READING TEXT:
[Start of Attachment]
The Boise Police Department seized drug paraphernalia and electronics from the Idaho Harm Reduction Project’s offices this month. A lawmaker now proposes to repeal the state’s entire needle exchange program. Idaho Statesman

After a police raid this month on a Treasure Valley needle exchange organization, Rep. John Vander Woude, R-Nampa, introduced a bill to do away with the state’s needle exchange program entirely.

The Idaho Department of Health and Welfare offers funding for needle exchange programs and other harm reduction programs like opioid overdose medication and HIV testing. Needle exchange programs allow drug users to obtain clean needles and dispose of used ones, with the aim of reducing the spread of infectious diseases.

House Bill 617 would repeal the state’s program.

At a Wednesday legislative hearing, Vander Woude cited a recent raid of the Idaho Harm Reduction Project, an organization that offers needle exchange services, HIV testing and naloxone — an overdose reversal medication — at offices in Boise and Caldwell.

Police seized “packaged” drug paraphernalia related to methamphetamine, opioids and crack cocaine and confiscated employee cellphones and other belongings at the organization’s offices earlier this month, according to previous Idaho Statesman reporting. The organization has since shuttered and started a fundraiser for employees.

Idaho’s needle exchange program dates from 2019, and Health and Welfare began contracting with the Harm Reduction Project in 2020. State health officials since the raid have halted payments to needle exchange providers and launched an investigation at the direction of Gov. Brad Little.

In a statement on its website, the Harm Reduction Project said it has always followed Idaho law and “done our public health work in the full light of day — with the full knowledge of the Idaho Department of Health and Welfare — and look forward to this issue being resolved.” The organization did not immediately respond to requests for comment Wednesday.
[End of Attachment]
ASSIGNED TASK 1:
In the article about Idaho's needle exchange program, in what year did Health and Welfare begin contracting with the Harm Reduction Project?
ASSIGNED TASK 2:
Translate this sentence from the needle exchange article into Spanish: "House Bill 617 would repeal the state’s program."
ASSIGNED TASK 3:
Extend the article about the Idaho needle exchange raid and the repeal bill, starting after its final sentence.
The material that comes next has no connection to the article about Idaho's needle exchange program.

Recorded data:
[Start of Attachment]
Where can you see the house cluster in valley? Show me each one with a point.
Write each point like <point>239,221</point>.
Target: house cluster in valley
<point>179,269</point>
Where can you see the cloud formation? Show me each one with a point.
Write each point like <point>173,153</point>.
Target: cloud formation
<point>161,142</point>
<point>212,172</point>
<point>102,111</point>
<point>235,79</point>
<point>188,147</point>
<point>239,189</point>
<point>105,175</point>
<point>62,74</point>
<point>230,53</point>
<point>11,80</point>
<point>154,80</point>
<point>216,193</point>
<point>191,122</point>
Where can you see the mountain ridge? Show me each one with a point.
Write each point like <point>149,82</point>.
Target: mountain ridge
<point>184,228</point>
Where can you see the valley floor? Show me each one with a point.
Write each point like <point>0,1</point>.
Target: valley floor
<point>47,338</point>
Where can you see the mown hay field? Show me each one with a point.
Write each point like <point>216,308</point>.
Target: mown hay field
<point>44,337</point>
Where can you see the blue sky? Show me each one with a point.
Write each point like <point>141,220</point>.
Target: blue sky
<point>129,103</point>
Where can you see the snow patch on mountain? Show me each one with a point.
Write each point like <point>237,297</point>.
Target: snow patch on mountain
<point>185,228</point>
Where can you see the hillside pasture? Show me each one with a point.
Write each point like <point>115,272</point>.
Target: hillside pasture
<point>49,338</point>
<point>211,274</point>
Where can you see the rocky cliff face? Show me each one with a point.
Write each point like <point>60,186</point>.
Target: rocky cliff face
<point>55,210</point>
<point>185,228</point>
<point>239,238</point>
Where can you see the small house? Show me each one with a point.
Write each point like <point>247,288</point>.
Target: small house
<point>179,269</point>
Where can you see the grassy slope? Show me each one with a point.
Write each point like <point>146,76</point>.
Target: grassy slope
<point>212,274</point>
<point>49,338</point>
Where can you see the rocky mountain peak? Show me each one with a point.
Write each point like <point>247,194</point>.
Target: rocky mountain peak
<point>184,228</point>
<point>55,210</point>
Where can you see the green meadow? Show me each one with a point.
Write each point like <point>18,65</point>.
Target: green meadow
[End of Attachment]
EXERCISE RESULT 1:
2020

EXERCISE RESULT 2:
El Proyecto de Ley 617 de la Cámara de Representantes derogaría el programa estatal.

EXERCISE RESULT 3:
There have been no arrests and the investigation remains ongoing, Boise police spokesperson Haley Williams told the Statesman by email.

Needle exchanges’ benefits questioned

Vander Woude referenced the recent raid when he introduced the bill Wednesday and told the Statesman in an interview that he fears needle exchange programs do not reduce drug use. He said he has had concerns about the program since last year, but said the recent raid brought those to the “forefront” of his mind.

“I’m afraid sometimes it’s more enabling than it is trying to get people off (of drugs),” he said. “There’s got to be something better than this,” he added, and suggested that perhaps needle exchange programs could be tied to behavioral health programs.

The National Institutes of Health maintain that needle exchange programs are effective at reducing harm. Decades of research concluded that the programs are “safe, effective, and cost-saving tools” to prevent HIV and high-risk injection, according to the National Institute on Drug Abuse.

“Safer syringe programs protect people by providing safe disposal of used syringes, which protects the public safety workforce and community members from needle-stick injury,” according to Health and Welfare’s website.

Rep. Nate Roberts, D-Pocatello, voted against introducing Vander Woude’s bill and debated the merits of needle exchange programs with the lawmaker after the hearing. He said that drug users who use exchanges are reaching out for help and can get access to treatment programs at exchange centers, and that abolishing such programs could push addicts further away from the resources they need.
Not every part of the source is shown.